### WHAT THIS TASK INVOLVES
Output every entry exactly as written.

### INPUT DATA
Content starts

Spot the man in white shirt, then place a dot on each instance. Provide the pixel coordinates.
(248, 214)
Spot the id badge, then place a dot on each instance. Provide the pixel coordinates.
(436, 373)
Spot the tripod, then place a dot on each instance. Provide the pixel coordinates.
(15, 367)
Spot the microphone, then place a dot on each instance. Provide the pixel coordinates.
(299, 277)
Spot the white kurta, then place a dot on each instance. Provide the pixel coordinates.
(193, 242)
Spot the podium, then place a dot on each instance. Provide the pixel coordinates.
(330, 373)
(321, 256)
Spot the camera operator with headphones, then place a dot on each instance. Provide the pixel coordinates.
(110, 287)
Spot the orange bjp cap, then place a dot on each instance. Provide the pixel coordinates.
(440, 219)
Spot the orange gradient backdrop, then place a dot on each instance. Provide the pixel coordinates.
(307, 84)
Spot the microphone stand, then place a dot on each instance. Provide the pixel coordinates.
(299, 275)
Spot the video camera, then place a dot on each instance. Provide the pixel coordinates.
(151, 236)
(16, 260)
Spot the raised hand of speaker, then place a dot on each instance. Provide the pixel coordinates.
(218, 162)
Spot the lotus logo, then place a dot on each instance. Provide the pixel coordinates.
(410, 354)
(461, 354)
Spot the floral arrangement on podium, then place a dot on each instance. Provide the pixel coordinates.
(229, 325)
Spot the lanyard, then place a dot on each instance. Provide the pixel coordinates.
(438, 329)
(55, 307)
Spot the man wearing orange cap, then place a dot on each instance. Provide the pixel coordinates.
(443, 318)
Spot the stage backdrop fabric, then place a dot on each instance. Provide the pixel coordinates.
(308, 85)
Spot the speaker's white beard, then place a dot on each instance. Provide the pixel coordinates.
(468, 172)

Content ends

### RESULT BELOW
Spot the man in white shirt, then place a dot on each instance. Provide the pixel coordinates.
(248, 214)
Spot the id badge, then place a dot on each instance. Provide the pixel coordinates.
(436, 373)
Spot the tripod, then place a dot on each instance. Provide the pixel coordinates.
(15, 367)
Spot the microphone, then place a dot on each instance. Provide the pixel coordinates.
(299, 277)
Spot the white kurta, then place a dot on each instance. Provide the pixel coordinates.
(193, 242)
Spot the podium, then place a dot on each instance. Provide the pixel coordinates.
(330, 373)
(321, 256)
Spot the camera operator with headphones, then place a dot on each instance. Provide the pixel coordinates.
(110, 287)
Spot the orange bjp cap, then place a dot on each instance. Provide the pixel coordinates.
(440, 219)
Spot the orange gradient backdrop, then place a dot on each instance. Provide the pixel coordinates.
(307, 84)
Spot the microphone stand, then place a dot on each instance. Provide the pixel coordinates.
(299, 275)
Spot the video camera, then place a dot on each instance. Provide the pixel coordinates.
(151, 236)
(16, 260)
Spot the raised hand of speaker, then place a dot on each instance. Provide the pixel coordinates.
(218, 162)
Spot the lotus logo, then place a dot on each instance. Provide the pixel coordinates.
(410, 354)
(461, 354)
Spot the floral arrangement on podium, then place a dot on each instance. Provide the pixel coordinates.
(229, 325)
Spot the lanyard, then place a dot on each instance. Provide the pixel coordinates.
(438, 329)
(55, 307)
Spot the man wearing orange cap, then place a dot on each instance. Provide the pixel coordinates.
(443, 318)
Spot the stage backdrop fabric, then place a dot on each instance. Provide the pixel coordinates.
(308, 85)
Spot the speaker's white beard, then place a dot on each instance. Provide the pixel coordinates.
(468, 172)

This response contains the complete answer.